Task instructions: Pull out every line of the rows below that contains the word "jersey", copying each one in full. Case counts.

Material for the task:

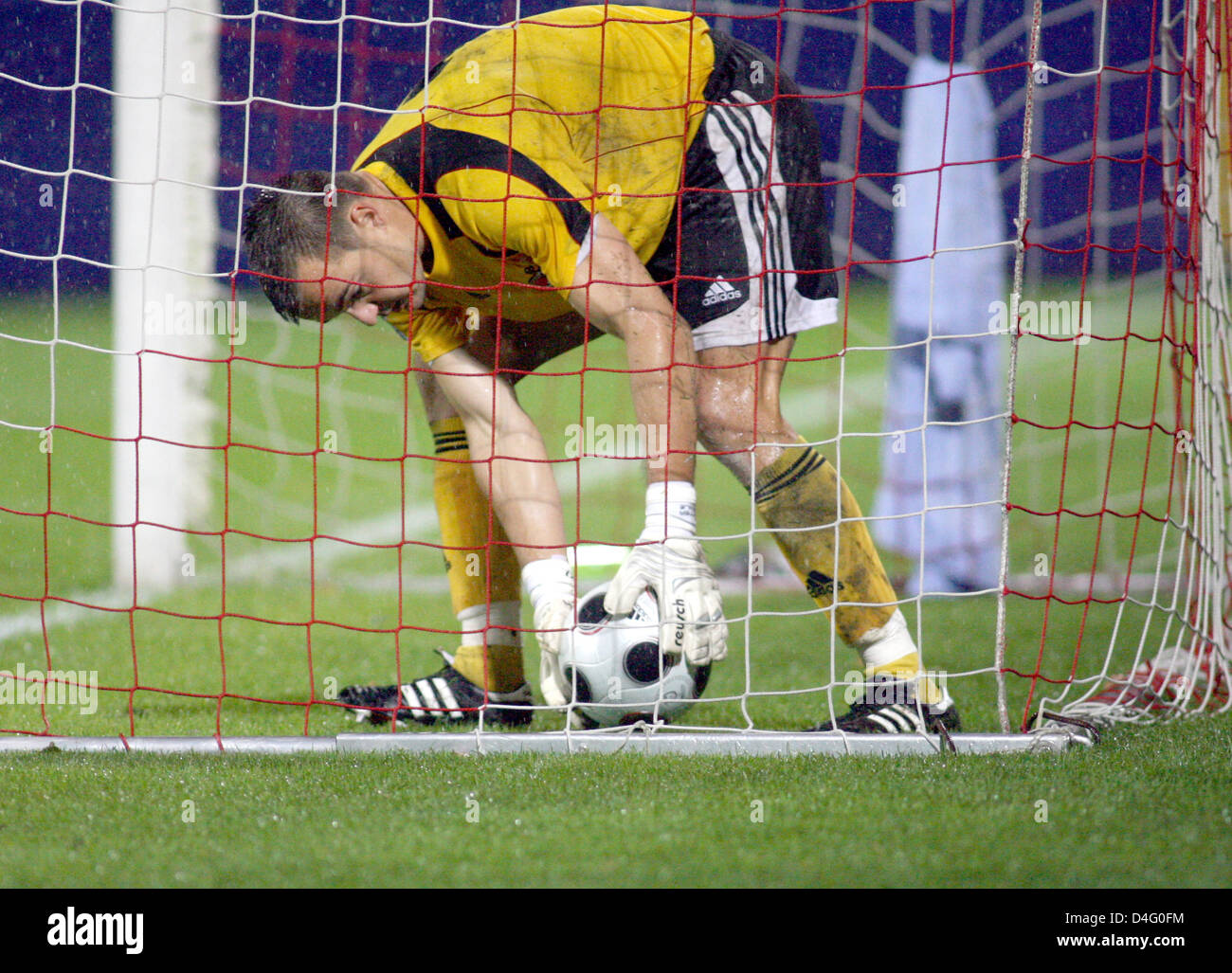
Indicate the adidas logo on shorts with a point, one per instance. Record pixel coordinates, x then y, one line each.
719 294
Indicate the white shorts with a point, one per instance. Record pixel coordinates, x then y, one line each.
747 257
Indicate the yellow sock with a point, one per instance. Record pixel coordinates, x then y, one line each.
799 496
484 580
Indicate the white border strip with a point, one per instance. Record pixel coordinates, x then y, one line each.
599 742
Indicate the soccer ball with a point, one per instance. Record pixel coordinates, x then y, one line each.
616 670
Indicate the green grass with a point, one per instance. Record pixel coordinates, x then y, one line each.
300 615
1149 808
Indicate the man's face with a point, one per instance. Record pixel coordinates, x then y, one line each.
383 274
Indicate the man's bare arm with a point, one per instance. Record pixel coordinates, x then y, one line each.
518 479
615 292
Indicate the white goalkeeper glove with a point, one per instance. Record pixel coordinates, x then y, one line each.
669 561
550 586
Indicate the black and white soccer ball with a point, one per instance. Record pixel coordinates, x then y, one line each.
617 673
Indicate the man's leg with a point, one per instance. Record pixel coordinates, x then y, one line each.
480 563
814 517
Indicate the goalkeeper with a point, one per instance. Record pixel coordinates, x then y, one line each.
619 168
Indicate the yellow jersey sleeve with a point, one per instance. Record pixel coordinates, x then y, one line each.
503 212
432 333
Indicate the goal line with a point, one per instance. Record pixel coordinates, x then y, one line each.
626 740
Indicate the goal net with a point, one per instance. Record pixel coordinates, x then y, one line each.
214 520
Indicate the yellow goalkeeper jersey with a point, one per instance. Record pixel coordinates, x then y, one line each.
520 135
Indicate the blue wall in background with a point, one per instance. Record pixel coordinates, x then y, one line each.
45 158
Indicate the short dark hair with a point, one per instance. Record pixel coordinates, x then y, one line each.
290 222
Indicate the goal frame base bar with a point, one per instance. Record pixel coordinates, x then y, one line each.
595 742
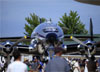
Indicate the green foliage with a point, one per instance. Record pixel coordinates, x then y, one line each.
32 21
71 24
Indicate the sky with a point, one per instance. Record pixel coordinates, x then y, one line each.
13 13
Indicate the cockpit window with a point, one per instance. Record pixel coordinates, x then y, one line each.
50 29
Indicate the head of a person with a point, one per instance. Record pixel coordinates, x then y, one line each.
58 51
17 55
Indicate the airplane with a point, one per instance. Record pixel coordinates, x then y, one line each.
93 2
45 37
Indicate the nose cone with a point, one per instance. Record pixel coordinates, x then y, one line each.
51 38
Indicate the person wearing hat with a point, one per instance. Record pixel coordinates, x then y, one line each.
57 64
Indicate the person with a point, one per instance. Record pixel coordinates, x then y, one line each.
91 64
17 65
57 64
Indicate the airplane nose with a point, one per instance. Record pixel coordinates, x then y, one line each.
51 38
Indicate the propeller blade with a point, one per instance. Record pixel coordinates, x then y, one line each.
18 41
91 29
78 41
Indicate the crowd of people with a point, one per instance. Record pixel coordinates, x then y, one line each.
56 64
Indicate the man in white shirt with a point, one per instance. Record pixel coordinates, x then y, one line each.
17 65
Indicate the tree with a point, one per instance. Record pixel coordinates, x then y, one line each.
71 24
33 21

---

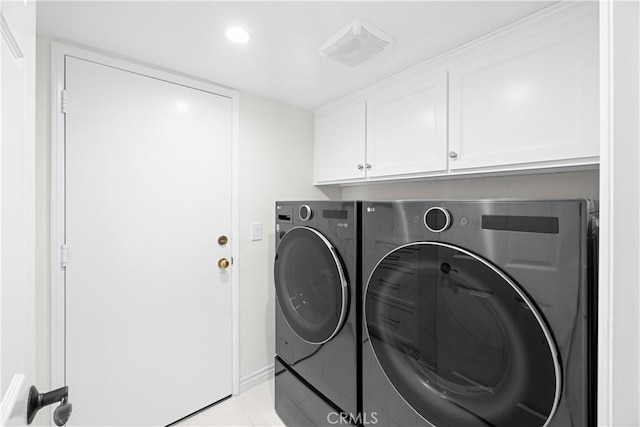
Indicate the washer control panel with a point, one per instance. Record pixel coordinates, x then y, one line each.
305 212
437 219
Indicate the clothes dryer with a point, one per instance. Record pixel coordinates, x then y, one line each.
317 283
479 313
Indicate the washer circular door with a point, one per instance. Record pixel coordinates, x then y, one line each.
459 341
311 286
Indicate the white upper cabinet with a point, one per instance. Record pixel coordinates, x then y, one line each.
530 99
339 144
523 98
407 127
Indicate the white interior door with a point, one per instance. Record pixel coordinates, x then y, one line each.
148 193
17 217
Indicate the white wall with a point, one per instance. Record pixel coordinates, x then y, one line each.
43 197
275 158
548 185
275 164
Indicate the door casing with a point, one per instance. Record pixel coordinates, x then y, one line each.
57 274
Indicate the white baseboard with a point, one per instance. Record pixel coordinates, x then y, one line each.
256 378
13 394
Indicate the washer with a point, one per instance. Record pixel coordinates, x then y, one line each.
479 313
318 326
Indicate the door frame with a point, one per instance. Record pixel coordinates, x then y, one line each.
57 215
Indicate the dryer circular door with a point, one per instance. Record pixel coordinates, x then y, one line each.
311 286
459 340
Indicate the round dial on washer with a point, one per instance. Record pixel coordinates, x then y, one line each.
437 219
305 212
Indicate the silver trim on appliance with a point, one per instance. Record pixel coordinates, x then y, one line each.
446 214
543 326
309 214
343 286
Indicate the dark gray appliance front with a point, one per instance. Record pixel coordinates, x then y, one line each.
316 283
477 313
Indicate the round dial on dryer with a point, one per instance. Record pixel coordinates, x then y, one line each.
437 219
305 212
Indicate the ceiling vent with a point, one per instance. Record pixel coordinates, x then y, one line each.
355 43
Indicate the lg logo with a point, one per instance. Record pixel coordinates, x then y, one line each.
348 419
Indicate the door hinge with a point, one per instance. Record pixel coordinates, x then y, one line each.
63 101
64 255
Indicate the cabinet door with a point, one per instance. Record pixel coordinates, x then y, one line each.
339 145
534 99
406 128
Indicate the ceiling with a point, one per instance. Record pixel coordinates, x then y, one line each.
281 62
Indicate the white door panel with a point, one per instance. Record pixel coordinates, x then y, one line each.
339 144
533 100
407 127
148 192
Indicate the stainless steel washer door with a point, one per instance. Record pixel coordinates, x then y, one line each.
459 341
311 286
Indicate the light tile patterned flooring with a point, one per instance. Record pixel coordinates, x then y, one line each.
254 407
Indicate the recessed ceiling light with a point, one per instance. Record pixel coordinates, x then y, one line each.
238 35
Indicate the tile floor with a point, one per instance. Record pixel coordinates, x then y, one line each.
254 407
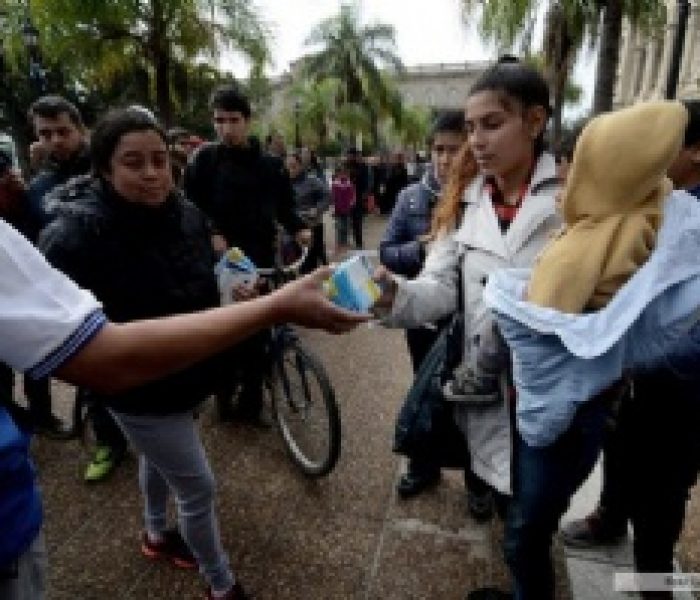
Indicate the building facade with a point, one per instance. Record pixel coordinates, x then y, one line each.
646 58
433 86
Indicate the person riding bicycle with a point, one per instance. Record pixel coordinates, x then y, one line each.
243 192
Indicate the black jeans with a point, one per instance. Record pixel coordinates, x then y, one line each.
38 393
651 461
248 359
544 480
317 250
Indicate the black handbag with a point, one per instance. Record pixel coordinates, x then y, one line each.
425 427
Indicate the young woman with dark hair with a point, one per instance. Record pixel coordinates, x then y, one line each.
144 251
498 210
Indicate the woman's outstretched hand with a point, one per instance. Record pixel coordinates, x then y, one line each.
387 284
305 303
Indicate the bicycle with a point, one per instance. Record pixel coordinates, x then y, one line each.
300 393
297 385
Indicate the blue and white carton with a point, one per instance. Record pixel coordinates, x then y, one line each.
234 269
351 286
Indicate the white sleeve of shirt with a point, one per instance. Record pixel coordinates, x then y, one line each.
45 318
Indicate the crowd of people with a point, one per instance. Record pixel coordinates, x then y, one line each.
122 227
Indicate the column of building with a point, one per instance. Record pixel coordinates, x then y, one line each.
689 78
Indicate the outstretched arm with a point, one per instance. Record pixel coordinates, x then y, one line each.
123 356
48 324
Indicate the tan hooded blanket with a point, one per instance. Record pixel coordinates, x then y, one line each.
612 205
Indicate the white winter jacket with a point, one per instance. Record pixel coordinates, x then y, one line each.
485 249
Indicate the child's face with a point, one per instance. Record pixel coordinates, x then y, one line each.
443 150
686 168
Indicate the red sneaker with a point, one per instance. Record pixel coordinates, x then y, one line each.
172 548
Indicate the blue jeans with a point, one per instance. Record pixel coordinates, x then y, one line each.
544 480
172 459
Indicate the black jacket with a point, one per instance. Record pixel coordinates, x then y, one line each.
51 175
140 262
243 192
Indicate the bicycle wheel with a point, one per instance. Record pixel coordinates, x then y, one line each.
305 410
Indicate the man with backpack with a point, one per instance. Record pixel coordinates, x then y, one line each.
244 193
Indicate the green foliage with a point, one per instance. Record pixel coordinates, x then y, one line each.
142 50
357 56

Written response:
Indicate the yellow jersey sleeve with a point, one per instance. Record pixel coordinates, x then y, one line each.
Indicate the yellow goalkeeper jersey with a point, one per instance. Record pixel coordinates, x then y, one line each.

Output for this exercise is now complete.